═════ Extrait à lire ═════

You Become a Star, Too est le troisième long-métrage de Lee Chang-ho, comme le souligne – non sans prétention – un carton d’introduction dès le générique. Ce film suit effectivement le succès retentissant de son Heavenly Homecoming to Stars et l'échec de son second opus, It Rained Yesterday, tous deux réalisés en 1974.
You Become a Star, Too apparaît comme un curieux objet cinématographique, difficile à cerner, sans logique apparente, que notre regard occidental pourrait aisément percevoir, au mieux, comme une pâle imitation de L'Exorciste de William Friedkin, sorti en 1973 et acclamé partout dans le monde, sauf en Asie. Pourtant, bien que ce film ne soit effectivement pas de grande qualité, il représente un excellent sujet d'étude, révélant de nombreuses facettes du cinéma – et même de la société – sud-coréenne de l'époque. Il témoigne aussi de l'ambition du collectif cinématographique L'Ère de l'Image de secouer un peu l'industrie, d'attirer un jeune public (nouveau) et de poser les bases de la Nouvelle Vague coréenne.
En 1975, au plus fort du régime militaire de Park Chung-hee, un collectif formé autour du critique Byun In-shik et des réalisateurs Ha Gil-jong, Lee Chang-ho, Kim Ho-sun, Lee Won-se et Hong Pa tente de faire du cinéma un moyen de résistance face à l'oppression politique et culturelle. Ils créent L'Ère de l'Image, un mouvement artistique collectif s'inspirant de multiples courants cinématographiques : le néo-réalisme italien, la Nouvelle Vague française, japonaise et allemande, le Free Cinema britannique et le Nouveau Cinéma américain. Ensemble, ils se lancent dans la production de films destinés aux jeunes adultes, visant à remettre en question les normes sociales établies.
Lee Chang-ho est au sommet de sa popularité après le succès inattendu de son premier long-métrage, Heavenly Homecoming to Stars (1974), qui devient le plus grand succès de l'histoire du cinéma coréen à sa sortie, attirant 465 000 spectateurs et donnant naissance à un véritable sous-genre érotique, les « films d'hôtesses de bars ». Le réalisateur enchaîne rapidement avec It Rained Yesterday (1974), une tentative de moderniser le mélodrame, genre phare de l’époque, en réunissant un casting à la mode et une bande-son particulièrement travaillée. Cependant, le film n’obtient pas le succès escompté à sa sortie.

═════

Consignes à suivre
D'après l'extrait à lire, combien de spectateurs Heavenly Homecoming to Stars a-t-il attirés à sa sortie ?

═════ Données brutes ═════

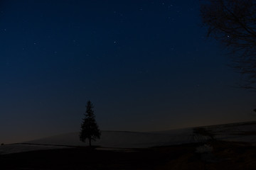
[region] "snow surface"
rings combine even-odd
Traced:
[[[246,142],[256,144],[256,122],[201,127],[214,135],[217,140]],[[136,132],[124,131],[102,131],[101,139],[93,145],[105,148],[145,148],[154,146],[197,142],[193,128],[184,128],[160,132]],[[207,137],[203,137],[207,138]],[[79,140],[79,132],[63,134],[27,141],[33,144],[8,144],[0,146],[0,154],[39,149],[63,148],[65,146],[87,146]],[[39,144],[39,145],[38,145]],[[49,144],[49,145],[42,145]],[[52,145],[52,146],[50,146]],[[62,145],[62,146],[53,146]]]

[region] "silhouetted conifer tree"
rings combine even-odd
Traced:
[[[88,101],[86,106],[85,118],[82,119],[81,125],[81,131],[80,133],[80,140],[85,142],[86,139],[89,140],[89,145],[91,147],[92,140],[95,141],[100,139],[100,131],[95,120],[95,115],[92,110],[93,105],[90,101]]]

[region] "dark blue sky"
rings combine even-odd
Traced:
[[[1,1],[0,142],[254,120],[255,94],[206,38],[200,1]]]

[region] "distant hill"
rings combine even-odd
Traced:
[[[256,122],[247,122],[150,132],[103,130],[101,139],[92,142],[92,145],[110,148],[146,148],[198,142],[198,141],[194,137],[195,128],[204,129],[216,140],[246,142],[256,144]],[[26,141],[23,144],[26,144],[26,146],[24,144],[21,146],[21,144],[0,146],[0,154],[47,149],[60,145],[70,147],[88,145],[87,142],[85,143],[79,140],[78,132]]]

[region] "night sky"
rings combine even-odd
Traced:
[[[79,131],[87,100],[101,130],[255,120],[200,3],[1,1],[0,143]]]

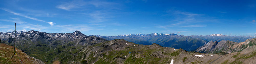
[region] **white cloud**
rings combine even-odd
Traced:
[[[85,4],[85,3],[82,0],[74,0],[73,1],[56,6],[57,8],[69,10],[70,9],[80,8],[80,7]]]
[[[0,19],[0,21],[5,21],[7,22],[13,22],[17,23],[20,24],[25,23],[26,23],[24,22],[21,21],[19,20],[10,20],[5,19]]]
[[[41,21],[41,22],[45,22],[45,23],[49,23],[49,22],[47,23],[47,22],[45,22],[45,21],[44,21],[44,20],[40,20],[40,19],[38,19],[37,18],[36,18],[30,17],[28,16],[26,16],[26,15],[23,15],[20,14],[19,13],[15,13],[15,12],[13,12],[12,11],[11,11],[9,10],[9,9],[5,9],[5,8],[1,8],[1,9],[2,10],[4,10],[4,11],[6,11],[8,12],[10,12],[10,13],[13,13],[13,14],[14,14],[15,15],[17,15],[19,16],[22,16],[22,17],[25,17],[25,18],[29,18],[29,19],[30,19],[34,20],[36,20],[36,21]],[[51,23],[52,23],[52,22],[51,22]],[[52,23],[52,24],[51,24],[50,23],[49,23],[49,24],[50,24],[50,25],[51,25],[52,26],[52,25],[53,25],[54,24],[53,24],[53,23]]]
[[[23,30],[21,30],[21,31],[23,31],[23,32],[27,32],[27,30],[25,30],[25,29],[24,29]]]
[[[47,16],[49,16],[49,13],[46,13],[46,15],[47,15]]]
[[[255,21],[255,20],[252,20],[252,22],[256,22],[256,21]]]
[[[182,27],[206,27],[206,25],[192,25],[189,26],[181,26]]]
[[[49,23],[49,24],[50,24],[51,26],[52,26],[56,24],[55,23],[54,24],[53,23],[51,22],[48,22],[48,23]],[[37,25],[38,25],[38,24],[37,24]]]

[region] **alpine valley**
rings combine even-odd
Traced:
[[[0,45],[1,53],[12,53],[7,52],[13,47],[7,41],[10,34],[10,45],[14,46],[14,32],[1,32],[1,43],[4,43]],[[251,36],[154,33],[103,36],[87,36],[77,31],[64,33],[33,30],[16,33],[16,47],[21,51],[19,53],[24,52],[32,58],[28,61],[34,62],[29,63],[256,63],[256,38]],[[2,61],[9,58],[4,55],[0,55],[1,63],[12,63]],[[33,60],[36,58],[44,63]]]

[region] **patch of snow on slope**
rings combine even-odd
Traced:
[[[171,61],[171,64],[173,64],[173,59],[172,60],[172,61]]]
[[[204,57],[204,56],[202,55],[195,55],[195,56],[198,56],[198,57]]]
[[[155,36],[158,35],[158,34],[157,34],[157,33],[155,33],[155,34],[154,34],[154,35],[155,35]]]

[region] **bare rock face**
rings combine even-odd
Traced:
[[[222,40],[218,42],[210,41],[197,48],[196,52],[206,53],[216,53],[221,52],[230,53],[240,51],[256,45],[256,38],[249,39],[239,43],[230,41]]]

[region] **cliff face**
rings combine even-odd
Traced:
[[[239,52],[256,45],[255,40],[256,38],[248,39],[244,42],[239,43],[230,41],[222,40],[219,42],[211,41],[197,48],[195,51],[214,53]]]

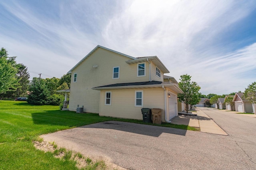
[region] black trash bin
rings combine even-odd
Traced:
[[[151,123],[151,109],[149,108],[142,108],[141,112],[143,117],[143,122]]]

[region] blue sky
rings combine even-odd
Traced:
[[[32,77],[60,78],[98,45],[156,55],[202,94],[256,81],[256,1],[0,1],[0,47]]]

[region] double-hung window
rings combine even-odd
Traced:
[[[77,81],[77,73],[74,73],[74,82],[76,82]]]
[[[119,78],[119,66],[113,67],[113,79]]]
[[[138,64],[137,76],[146,76],[146,63]]]
[[[157,67],[156,67],[156,74],[157,76],[161,77],[161,71]]]
[[[135,91],[135,106],[143,107],[143,91]]]
[[[111,92],[106,92],[106,98],[105,98],[105,105],[111,105]]]

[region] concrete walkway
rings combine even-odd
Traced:
[[[193,127],[200,127],[201,131],[202,132],[223,135],[228,135],[204,112],[197,108],[196,111],[197,116],[187,115],[179,116],[172,120],[171,123],[177,125],[185,125]]]

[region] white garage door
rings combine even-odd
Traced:
[[[236,103],[236,108],[237,111],[239,111],[239,112],[243,112],[243,106],[242,105],[242,103],[238,103],[237,102]]]
[[[170,120],[176,115],[177,96],[170,92],[169,92],[168,93],[171,96],[171,97],[169,98],[169,120]]]

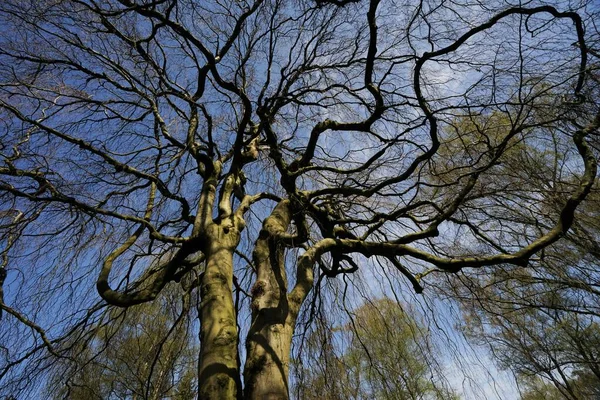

═════

Résultat final
465 000 spectateurs.